[Excerpt]
══════════════════════════════

I was interested to draw comparisons with clinical nurse practitioners and clinical service pharmacists.
Both would overlap with each other and GP’s, but that is only because gaps are appearing in GP services.
Note that Chris Helms finds it difficult to make ends meet because his primary role is as an educator to the patient. He runs out of consultation time.
Exactly the area where clinical service pharmacists want to pitch their service direction, so will have similar problems.
GP’s are not providing education, only referrals.
It is fast becoming an empty and arid service.
GP’s are not providing “homes” for clinical nurse practitioners and so there is an opportunity to provide them a truly collaborative home within community pharmacy clinics – but not at the expense of clinical service pharmacist practitioners.
Pharmacists do have the ability to provide a primary health care home that could meet community expectations economically.
Meanwhile, the PGA has done to clinical service practitioners exactly what GP’s are doing to clinical nurse practitioners – denying them a true “home”.
I’ve left in the cynical comments by Dr Saxon-Smith (AMA president NSW) where he deliberately confuses “practice nurses” as being “clinical nurse practitioners” and then admitting they have no support for the latter.
This comment has been repeated by the AMA in respect of clinical service pharmacists in recent times, the argument being that these roles fragment health.
Yet listening to the patients in this program they are pleading for an advocate and a patient record.
And an educator, if you listen to the arguments of Chris Helms.
Picking up patients on discharge for a medication review and providing an update service for patients in community pharmacy and recording it electronically, would provide a needed service that would pay for itself if funded by government.
But again, that means adequate funding.
The Consumer Health Forum might even go “to bat” on that one for pharmacists as well.
While the doctors are in a mess, the same could be said of the pharmacists.
Pharmacy leaders are not doing their job, they are arguing internally and are not looking holistically at the profession.
They are not being “seen” by the community at large and pharmacy’s case is not being stated clearly.

══════════════════════════════

[Record set]
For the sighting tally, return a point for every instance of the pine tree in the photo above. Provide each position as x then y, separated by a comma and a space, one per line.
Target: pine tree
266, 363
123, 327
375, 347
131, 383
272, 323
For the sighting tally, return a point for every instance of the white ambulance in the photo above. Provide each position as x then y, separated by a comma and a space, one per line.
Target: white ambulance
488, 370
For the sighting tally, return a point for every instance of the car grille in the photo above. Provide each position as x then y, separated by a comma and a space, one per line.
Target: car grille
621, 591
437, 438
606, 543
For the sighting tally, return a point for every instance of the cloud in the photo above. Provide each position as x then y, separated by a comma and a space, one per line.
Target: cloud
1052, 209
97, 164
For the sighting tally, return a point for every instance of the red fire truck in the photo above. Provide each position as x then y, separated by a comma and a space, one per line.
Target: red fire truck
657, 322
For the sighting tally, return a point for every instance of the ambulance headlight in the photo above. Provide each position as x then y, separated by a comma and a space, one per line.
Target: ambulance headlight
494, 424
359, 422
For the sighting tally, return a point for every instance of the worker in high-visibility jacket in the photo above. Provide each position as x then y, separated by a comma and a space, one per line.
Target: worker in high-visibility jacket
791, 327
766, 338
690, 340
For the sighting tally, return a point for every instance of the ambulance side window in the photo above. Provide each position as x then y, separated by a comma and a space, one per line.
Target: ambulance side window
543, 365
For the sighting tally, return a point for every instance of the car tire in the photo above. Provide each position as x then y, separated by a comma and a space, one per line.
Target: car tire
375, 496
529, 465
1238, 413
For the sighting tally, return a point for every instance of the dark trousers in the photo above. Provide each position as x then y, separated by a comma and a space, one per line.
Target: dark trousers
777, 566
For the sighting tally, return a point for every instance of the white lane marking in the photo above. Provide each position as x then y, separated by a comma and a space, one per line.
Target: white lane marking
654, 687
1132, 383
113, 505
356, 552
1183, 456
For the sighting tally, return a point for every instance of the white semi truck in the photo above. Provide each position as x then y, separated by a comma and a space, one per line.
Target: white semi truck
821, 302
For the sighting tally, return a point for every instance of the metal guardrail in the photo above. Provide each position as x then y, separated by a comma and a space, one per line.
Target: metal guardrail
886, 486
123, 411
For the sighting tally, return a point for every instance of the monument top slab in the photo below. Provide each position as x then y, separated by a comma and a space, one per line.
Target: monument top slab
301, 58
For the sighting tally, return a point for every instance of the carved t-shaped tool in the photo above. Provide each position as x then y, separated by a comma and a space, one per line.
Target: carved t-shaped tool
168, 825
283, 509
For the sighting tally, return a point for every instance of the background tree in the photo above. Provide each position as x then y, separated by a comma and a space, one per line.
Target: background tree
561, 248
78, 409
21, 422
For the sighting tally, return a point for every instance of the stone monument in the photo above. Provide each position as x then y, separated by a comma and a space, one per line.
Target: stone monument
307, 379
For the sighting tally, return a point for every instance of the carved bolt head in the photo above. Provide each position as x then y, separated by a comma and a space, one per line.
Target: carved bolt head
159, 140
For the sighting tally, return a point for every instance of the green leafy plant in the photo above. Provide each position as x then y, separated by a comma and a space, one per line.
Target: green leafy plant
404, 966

══════════════════════════════

[Your tasks]
**a)** Could you repeat the pharmacy commentary word for word, everything from "Picking up patients" down to "at the profession."?
**b)** Can you sum up the pharmacy commentary in two sentences?
**c)** How would you take the pharmacy commentary further, carrying on after its last sentence?

[Answer set]
**a)**
Picking up patients on discharge for a medication review and providing an update service for patients in community pharmacy and recording it electronically, would provide a needed service that would pay for itself if funded by government.
But again, that means adequate funding.
The Consumer Health Forum might even go “to bat” on that one for pharmacists as well.
While the doctors are in a mess, the same could be said of the pharmacists.
Pharmacy leaders are not doing their job, they are arguing internally and are not looking holistically at the profession.

**b)** GPs now give referrals rather than education and deny clinical nurse practitioners a true "home," which opens the chance for community pharmacy clinics to house them alongside clinical service pharmacists. Pharmacy's leaders, meanwhile, are arguing internally, not looking holistically at the profession, and failing to state pharmacy's case clearly.

**c)**
An “Ask” advertising campaign is neither original or sufficient.
To reinforce that statement I add another excerpt from the commentary. In particular, I point you to the comments by the medical student. Can you find the word “pharmacist” in her statement and is this an appropriate method to promote leadership of doctors when they may not have an aptitude?
The comments flow from Terry Barnes’ comment on watering down the GP gatekeeper role:
JENNY BROCKIE: But Terry’s talking about wanting an increased role for people other than doctors.
PROFESSOR JOHN DWYER: That’s what we’ve been talking about all night.
DR SAXON SMITH: A coordinated team based patient centric.
DR CHARLOTTE HESPE: And we’ve got to be careful that we don’t fund the system that’s becomes more dislocated and I think that’s where Saxon is sort of saying where the AMA doesn’t support say pharmacists doing primary health care and doesn’t support practice nurses because you then have this siloing, continuously.
JENNY BROCKIE: Okay, but my question is does the culture have to change for that to actually work? Does the culture…
DR CHARLOTTE HESPE: Well the culture can’t change while we don’t fund it. We’ve got no ability to do it so at the moment everybody continues to do their little silos.
JENNY BROCKIE: Laura, what did you want to say, Laura?
LAURA GRANT: As a current medical student this model is what we are being taught in university right now. My university holds on-line forums that cover cohorts of nursing students, physiotherapists, occupational therapists, speech therapists and a medical student and we can all come in there and take the typical role that we could take. So the medical student is the leader of the conversation but it’s about teaching us to actually understand each profession and what they bring. So it’s not just thinking, it’s not simple and it’s not siloed.
Indeed, pharmacy seems to be in its invisible silo, in a system that is embedded at source, and will require a significant culture shift before patients are “heard”.
Why would you fund a medical mess like that?